▶ **Exercise goal**:
Copy every line below. Do not alter any of them.

Data shown below:

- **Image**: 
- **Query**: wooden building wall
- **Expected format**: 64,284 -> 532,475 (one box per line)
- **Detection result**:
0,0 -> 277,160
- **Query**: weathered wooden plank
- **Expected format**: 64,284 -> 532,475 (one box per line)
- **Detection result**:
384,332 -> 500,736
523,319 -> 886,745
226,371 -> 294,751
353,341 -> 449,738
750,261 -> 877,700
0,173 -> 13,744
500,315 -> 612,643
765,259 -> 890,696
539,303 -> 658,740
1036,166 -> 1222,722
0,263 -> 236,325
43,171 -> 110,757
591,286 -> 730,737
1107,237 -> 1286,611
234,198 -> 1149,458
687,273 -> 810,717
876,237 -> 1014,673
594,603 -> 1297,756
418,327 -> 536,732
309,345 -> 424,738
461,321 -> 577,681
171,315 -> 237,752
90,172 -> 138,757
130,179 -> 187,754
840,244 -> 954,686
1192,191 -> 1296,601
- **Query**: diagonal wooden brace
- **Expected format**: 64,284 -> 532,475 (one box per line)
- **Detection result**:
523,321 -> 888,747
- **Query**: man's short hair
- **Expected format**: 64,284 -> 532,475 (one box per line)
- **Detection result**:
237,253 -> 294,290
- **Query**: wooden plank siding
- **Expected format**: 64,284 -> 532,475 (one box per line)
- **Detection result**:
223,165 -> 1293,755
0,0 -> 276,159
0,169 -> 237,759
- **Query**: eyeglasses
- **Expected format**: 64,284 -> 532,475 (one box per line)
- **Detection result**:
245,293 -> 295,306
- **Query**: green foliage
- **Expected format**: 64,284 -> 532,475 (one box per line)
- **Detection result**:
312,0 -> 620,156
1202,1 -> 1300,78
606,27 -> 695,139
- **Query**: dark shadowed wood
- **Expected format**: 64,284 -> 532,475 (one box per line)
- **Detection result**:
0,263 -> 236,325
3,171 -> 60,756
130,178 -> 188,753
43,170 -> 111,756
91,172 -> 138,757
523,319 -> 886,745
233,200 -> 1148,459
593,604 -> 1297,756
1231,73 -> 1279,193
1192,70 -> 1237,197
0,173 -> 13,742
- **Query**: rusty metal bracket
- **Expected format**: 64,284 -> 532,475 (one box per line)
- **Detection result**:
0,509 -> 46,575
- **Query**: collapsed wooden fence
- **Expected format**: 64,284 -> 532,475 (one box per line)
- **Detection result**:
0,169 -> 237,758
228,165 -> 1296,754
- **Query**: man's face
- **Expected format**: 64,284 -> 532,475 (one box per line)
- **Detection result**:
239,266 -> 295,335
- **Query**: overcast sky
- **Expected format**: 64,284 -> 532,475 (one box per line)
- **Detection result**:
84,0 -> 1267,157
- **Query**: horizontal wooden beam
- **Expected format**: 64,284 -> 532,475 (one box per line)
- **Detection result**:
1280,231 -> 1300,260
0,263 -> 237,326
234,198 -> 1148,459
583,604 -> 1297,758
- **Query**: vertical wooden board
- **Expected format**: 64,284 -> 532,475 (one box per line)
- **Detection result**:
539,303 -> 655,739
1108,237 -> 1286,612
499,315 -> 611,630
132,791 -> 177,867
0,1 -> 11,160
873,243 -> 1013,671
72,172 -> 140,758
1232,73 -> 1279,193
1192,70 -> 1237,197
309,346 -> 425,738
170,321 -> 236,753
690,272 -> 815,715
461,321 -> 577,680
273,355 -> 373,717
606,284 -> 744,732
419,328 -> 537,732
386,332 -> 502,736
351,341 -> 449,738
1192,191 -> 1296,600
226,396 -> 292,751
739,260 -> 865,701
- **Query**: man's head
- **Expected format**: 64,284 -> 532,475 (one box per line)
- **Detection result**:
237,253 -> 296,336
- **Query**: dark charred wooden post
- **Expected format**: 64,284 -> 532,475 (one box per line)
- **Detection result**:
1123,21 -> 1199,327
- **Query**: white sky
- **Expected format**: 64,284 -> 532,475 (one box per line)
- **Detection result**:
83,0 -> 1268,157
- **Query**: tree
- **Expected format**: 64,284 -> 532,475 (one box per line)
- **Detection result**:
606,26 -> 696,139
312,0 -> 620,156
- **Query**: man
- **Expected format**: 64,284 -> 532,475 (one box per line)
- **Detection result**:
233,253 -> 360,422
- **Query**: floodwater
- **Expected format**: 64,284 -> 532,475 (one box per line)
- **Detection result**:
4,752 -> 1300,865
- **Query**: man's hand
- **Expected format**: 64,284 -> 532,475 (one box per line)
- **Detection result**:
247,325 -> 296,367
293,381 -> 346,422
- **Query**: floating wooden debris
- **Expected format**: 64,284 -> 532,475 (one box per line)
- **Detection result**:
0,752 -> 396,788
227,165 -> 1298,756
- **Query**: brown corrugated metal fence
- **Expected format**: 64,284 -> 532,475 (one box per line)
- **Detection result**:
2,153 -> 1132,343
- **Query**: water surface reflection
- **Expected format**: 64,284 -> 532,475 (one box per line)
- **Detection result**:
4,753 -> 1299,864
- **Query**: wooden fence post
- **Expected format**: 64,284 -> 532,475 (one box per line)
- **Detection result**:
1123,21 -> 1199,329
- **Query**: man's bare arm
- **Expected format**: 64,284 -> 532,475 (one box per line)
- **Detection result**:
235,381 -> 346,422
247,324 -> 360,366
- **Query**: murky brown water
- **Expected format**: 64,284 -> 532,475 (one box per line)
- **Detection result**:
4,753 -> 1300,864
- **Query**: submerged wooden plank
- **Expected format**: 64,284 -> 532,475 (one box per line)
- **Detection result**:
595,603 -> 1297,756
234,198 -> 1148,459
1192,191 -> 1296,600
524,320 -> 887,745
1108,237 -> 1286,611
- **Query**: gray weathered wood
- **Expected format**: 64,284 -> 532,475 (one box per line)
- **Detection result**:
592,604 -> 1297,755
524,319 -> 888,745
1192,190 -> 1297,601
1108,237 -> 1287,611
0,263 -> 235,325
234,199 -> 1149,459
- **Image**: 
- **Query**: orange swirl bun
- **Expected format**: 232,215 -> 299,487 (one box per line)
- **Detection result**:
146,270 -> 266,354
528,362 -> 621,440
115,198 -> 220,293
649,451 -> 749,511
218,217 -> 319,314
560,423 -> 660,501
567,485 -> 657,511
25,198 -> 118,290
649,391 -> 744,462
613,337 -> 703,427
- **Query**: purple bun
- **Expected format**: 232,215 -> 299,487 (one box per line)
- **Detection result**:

End of Data shown.

▶ **Result for this exercise**:
- **Image**: 
- **Query**: wooden building wall
- **Expected format**: 64,284 -> 532,475 (one box per line)
- **Detection result**:
0,0 -> 277,160
- **Query**: weathered wooden plank
- **Expected format**: 64,284 -> 532,475 (one box per line)
- **Detection result**:
384,332 -> 500,736
523,319 -> 886,745
226,371 -> 294,751
353,341 -> 449,738
750,261 -> 877,700
0,173 -> 13,744
500,315 -> 612,643
765,259 -> 890,696
539,303 -> 658,740
1036,166 -> 1222,722
0,263 -> 236,325
43,171 -> 110,757
591,286 -> 730,737
1107,237 -> 1286,611
234,198 -> 1149,458
687,273 -> 810,717
876,237 -> 1014,673
594,603 -> 1297,756
418,327 -> 536,732
309,345 -> 424,738
461,321 -> 577,681
171,315 -> 237,752
90,172 -> 138,757
130,179 -> 187,754
840,244 -> 954,686
1192,191 -> 1296,601
- **Query**: diagonal wooden brace
- **Expected format**: 64,284 -> 532,475 (one box per line)
- **Detection result**:
523,321 -> 888,747
- **Query**: man's short hair
- **Expected format**: 64,284 -> 532,475 (one box per line)
- **Detection result**:
237,253 -> 294,290
- **Query**: wooden plank siding
- **Expected format**: 64,284 -> 532,475 (one box per line)
- **Detection result**:
223,165 -> 1293,755
0,0 -> 276,159
0,169 -> 237,759
- **Query**: eyeglasses
- **Expected format**: 64,284 -> 532,475 (one box per line)
- **Detection result**:
245,293 -> 295,306
- **Query**: green foliage
- **Expected format**: 64,284 -> 532,475 (one box per line)
- **Detection result**:
312,0 -> 620,156
1202,1 -> 1300,78
606,27 -> 695,139
- **Query**: dark shadowed wood
- **Expected format**: 64,284 -> 532,475 (one box per line)
- **Detection result**:
0,263 -> 236,325
3,171 -> 60,756
130,178 -> 188,753
43,170 -> 111,756
91,172 -> 138,757
523,319 -> 886,745
233,200 -> 1148,459
593,604 -> 1297,756
1231,73 -> 1279,193
1192,70 -> 1237,197
0,173 -> 13,742
- **Query**: rusty metal bracket
- **Expected format**: 64,284 -> 532,475 (one box per line)
- **Detection result**:
0,509 -> 46,575
- **Query**: collapsed wooden fence
- **Expected format**: 64,284 -> 532,475 (one box per line)
- **Detection result**:
0,169 -> 237,758
228,165 -> 1296,754
- **Query**: man's face
- **Expected format**: 64,284 -> 532,475 (one box per line)
- **Detection result**:
239,266 -> 295,335
- **Query**: overcast sky
- **Expected format**: 64,284 -> 532,475 (one box per line)
- **Detection result**:
84,0 -> 1267,157
- **Query**: horizontal wooden beam
- **Expected format**: 64,284 -> 532,475 (one box per line)
- **Detection result**:
1280,231 -> 1300,260
0,263 -> 237,326
234,198 -> 1148,459
583,604 -> 1297,758
- **Query**: vertical wooden board
- **Expected format**: 64,284 -> 532,475 (one box per line)
- **Detection result**:
539,303 -> 655,739
1108,237 -> 1286,612
499,315 -> 611,630
132,791 -> 177,867
0,1 -> 11,160
873,243 -> 1013,671
72,172 -> 140,758
1232,73 -> 1279,193
1192,70 -> 1237,197
309,346 -> 425,738
170,321 -> 236,753
690,272 -> 815,715
461,321 -> 577,680
273,355 -> 373,717
606,284 -> 744,732
419,328 -> 537,732
386,332 -> 502,736
351,341 -> 449,738
1192,191 -> 1296,600
226,396 -> 292,751
739,260 -> 865,701
- **Query**: man's head
- **Expected format**: 64,284 -> 532,475 (one box per line)
- **Detection result**:
237,253 -> 296,336
- **Query**: dark charred wooden post
- **Expected format**: 64,284 -> 532,475 (one box per line)
- **Detection result**:
1123,21 -> 1199,327
- **Query**: white sky
- **Expected format**: 64,284 -> 532,475 (one box per line)
- **Detection result**:
83,0 -> 1268,157
- **Query**: tree
- **Expected format**: 64,284 -> 532,475 (one box per line)
- **Detection result**:
606,26 -> 696,139
312,0 -> 620,156
- **Query**: man
- **Expected format**: 64,284 -> 532,475 (one box per line)
- **Detection result**:
233,253 -> 360,422
- **Query**: floodwater
- **Expected format**: 64,284 -> 532,475 (one box per line)
- **Detection result**:
4,752 -> 1300,865
- **Query**: man's hand
- **Expected format**: 64,284 -> 532,475 (one box per line)
- **Detection result**:
247,325 -> 296,367
293,381 -> 346,422
- **Query**: floating wooden debris
- **Expected format**: 64,284 -> 532,475 (one box per line)
- **Detection result**:
0,752 -> 396,788
227,165 -> 1298,756
- **Query**: brown corrugated metal fence
- **Expected format**: 64,284 -> 532,475 (one box per line)
- **Detection result**:
2,153 -> 1132,343
- **Query**: water surface reflection
- **Expected format**: 64,284 -> 532,475 (one box per line)
- **Detection result**:
4,753 -> 1299,864
- **Query**: wooden fence post
- **Expected format**: 64,284 -> 532,475 (one box per line)
- **Detection result**:
1123,21 -> 1199,329
- **Query**: man's bare arm
- **Expected format**: 64,284 -> 532,475 (one box per line)
- **Detection result**:
235,381 -> 346,422
247,324 -> 360,366
- **Query**: murky brown water
- **Expected format**: 64,284 -> 532,475 (one box per line)
- **Detection result**:
4,753 -> 1300,864
- **Query**: submerged wooden plank
- **Expected format**: 64,284 -> 532,475 (one box per line)
- **Detection result**:
595,603 -> 1297,756
234,198 -> 1148,459
1192,191 -> 1296,600
524,320 -> 887,745
1108,237 -> 1286,611
- **Query**: gray weathered wood
- **Expected format**: 64,284 -> 532,475 (one box per line)
- **Detection result**:
592,604 -> 1297,755
524,319 -> 888,745
1192,190 -> 1297,601
1108,237 -> 1287,611
0,263 -> 235,325
234,199 -> 1149,459
- **Image**: 
- **Query**: orange swirl bun
- **Expected format**: 232,215 -> 299,487 (one box per line)
- **Detection result**:
146,270 -> 266,354
528,362 -> 621,440
115,198 -> 220,293
649,451 -> 749,511
218,217 -> 319,314
560,423 -> 660,501
567,485 -> 657,511
25,198 -> 118,290
649,391 -> 744,462
613,337 -> 703,427
- **Query**: purple bun
- **Expected format**: 232,215 -> 299,487 (one box per line)
- **Detection result**:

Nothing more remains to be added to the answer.